• Text section:
History.—s. 5, ch. 2002-65; s. 7, ch. 2003-1.

Section 61.516, Florida Statutes

Jurisdiction to modify a determination.—

Except as otherwise provided in s. 61.517, a court of this state may not modify a child custody determination made by a court of another state unless a court of this state has jurisdiction to make an initial determination under s. 61.514(1)(a) or (b) and:

(1)The court of the other state determines it no longer has exclusive, continuing jurisdiction under s. 61.515 or that a court of this state would be a more convenient forum under s. 61.520; or

(2)A court of this state or a court of the other state determines that the child, the child’s parents, and any person acting as a parent do not presently reside in the other state.

History.—s. 5, ch. 2002-65.

Section 61.515, Florida Statutes

Exclusive, continuing jurisdiction.—

(1)Except as otherwise provided in s. 61.517, a court of this state which has made a child custody determination consistent with s. 61.514 or s. 61.516 has exclusive, continuing jurisdiction over the determination until:

(a)A court of this state determines that the child, the child’s parents, and any person acting as a parent do not have a significant connection with this state and that substantial evidence is no longer available in this state concerning the child’s care, protection, training, and personal relationships; or

(b)A court of this state or a court of another state determines that the child, the child’s parent, and any person acting as a parent do not presently reside in this state.

• Aim 1:
Answer these questions from the statute excerpt:
(a) According to Section 61.516, under which section may the court of the other state determine that a court of this state would be a more convenient forum?
(b) What History entry is given for Section 61.516?
(c) Under Section 61.515(1), a court of this state must have made its child custody determination consistent with which sections?
• Aim 2:
Reproduce the part of the statute excerpt between "(1)Except as otherwise" and "in this state.", inclusive.
The data that come next are separate material and do not belong to the statute excerpt.

A run of records:
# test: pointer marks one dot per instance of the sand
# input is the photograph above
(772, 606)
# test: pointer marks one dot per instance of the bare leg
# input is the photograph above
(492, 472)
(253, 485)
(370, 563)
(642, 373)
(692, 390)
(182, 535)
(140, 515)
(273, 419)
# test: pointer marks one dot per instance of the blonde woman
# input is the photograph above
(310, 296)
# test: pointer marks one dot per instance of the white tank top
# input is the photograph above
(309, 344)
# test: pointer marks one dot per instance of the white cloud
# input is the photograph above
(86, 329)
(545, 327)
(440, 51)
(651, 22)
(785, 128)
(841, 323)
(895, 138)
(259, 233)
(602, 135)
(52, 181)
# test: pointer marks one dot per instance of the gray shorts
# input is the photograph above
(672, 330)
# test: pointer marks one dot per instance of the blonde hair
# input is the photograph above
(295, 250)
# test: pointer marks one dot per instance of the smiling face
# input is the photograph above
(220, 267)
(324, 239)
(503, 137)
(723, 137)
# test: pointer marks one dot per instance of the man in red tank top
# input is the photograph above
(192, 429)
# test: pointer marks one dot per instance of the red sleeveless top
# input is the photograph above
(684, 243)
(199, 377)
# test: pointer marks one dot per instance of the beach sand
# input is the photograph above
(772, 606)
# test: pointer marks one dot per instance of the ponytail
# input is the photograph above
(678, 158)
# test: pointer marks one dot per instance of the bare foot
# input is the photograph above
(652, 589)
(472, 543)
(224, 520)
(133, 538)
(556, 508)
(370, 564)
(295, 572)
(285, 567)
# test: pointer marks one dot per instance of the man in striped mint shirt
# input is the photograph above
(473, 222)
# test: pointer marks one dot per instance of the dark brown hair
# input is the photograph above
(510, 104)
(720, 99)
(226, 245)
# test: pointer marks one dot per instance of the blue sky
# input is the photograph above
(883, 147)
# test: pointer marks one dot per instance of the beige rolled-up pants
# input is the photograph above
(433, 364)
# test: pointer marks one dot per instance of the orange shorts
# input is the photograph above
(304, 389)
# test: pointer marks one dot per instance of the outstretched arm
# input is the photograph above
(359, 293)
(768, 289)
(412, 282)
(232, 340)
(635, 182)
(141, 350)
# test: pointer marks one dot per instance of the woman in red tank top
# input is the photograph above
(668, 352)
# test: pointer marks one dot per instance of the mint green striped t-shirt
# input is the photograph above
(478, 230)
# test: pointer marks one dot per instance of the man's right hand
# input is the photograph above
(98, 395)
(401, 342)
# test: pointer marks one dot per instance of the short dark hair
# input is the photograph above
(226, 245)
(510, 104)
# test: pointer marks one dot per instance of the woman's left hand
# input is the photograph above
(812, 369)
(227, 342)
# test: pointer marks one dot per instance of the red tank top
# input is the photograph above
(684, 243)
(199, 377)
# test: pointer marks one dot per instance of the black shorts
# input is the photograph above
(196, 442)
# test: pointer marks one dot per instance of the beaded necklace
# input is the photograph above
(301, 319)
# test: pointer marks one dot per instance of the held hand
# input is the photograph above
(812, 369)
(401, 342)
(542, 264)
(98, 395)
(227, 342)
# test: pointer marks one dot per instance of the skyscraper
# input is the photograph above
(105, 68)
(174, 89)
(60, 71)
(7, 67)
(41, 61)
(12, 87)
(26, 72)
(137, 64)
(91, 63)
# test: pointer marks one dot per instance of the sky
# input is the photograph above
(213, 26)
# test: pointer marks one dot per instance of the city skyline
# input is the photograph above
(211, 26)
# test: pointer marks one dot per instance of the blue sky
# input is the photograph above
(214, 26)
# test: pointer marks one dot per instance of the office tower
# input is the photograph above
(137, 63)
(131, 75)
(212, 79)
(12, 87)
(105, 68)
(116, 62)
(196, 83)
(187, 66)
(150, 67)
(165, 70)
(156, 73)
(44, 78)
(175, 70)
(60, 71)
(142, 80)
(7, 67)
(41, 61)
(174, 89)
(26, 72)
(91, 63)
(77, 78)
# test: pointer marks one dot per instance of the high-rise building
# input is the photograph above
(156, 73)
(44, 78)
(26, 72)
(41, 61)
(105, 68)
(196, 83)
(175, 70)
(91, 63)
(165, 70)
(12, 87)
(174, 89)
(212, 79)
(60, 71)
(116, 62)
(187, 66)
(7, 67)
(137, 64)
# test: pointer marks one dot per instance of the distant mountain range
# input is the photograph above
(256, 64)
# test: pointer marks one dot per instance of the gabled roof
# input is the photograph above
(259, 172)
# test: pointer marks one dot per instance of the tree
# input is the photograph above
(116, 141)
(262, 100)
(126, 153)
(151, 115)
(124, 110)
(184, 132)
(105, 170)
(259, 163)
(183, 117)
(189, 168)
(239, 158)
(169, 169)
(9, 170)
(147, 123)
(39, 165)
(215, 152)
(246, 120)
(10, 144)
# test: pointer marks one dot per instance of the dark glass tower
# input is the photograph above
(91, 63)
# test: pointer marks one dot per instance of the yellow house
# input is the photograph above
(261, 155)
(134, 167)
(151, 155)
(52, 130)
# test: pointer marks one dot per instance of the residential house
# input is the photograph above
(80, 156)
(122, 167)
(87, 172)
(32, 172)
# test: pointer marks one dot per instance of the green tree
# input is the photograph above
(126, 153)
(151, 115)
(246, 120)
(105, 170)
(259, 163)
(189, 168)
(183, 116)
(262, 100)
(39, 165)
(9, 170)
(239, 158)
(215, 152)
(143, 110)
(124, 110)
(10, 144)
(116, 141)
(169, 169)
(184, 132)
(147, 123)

• Exercise answer 1:
(a) s. 61.520
(b) s. 5, ch. 2002-65
(c) s. 61.514 or s. 61.516

• Exercise answer 2:
(1)Except as otherwise provided in s. 61.517, a court of this state which has made a child custody determination consistent with s. 61.514 or s. 61.516 has exclusive, continuing jurisdiction over the determination until:

(a)A court of this state determines that the child, the child’s parents, and any person acting as a parent do not have a significant connection with this state and that substantial evidence is no longer available in this state concerning the child’s care, protection, training, and personal relationships; or

(b)A court of this state or a court of another state determines that the child, the child’s parent, and any person acting as a parent do not presently reside in this state.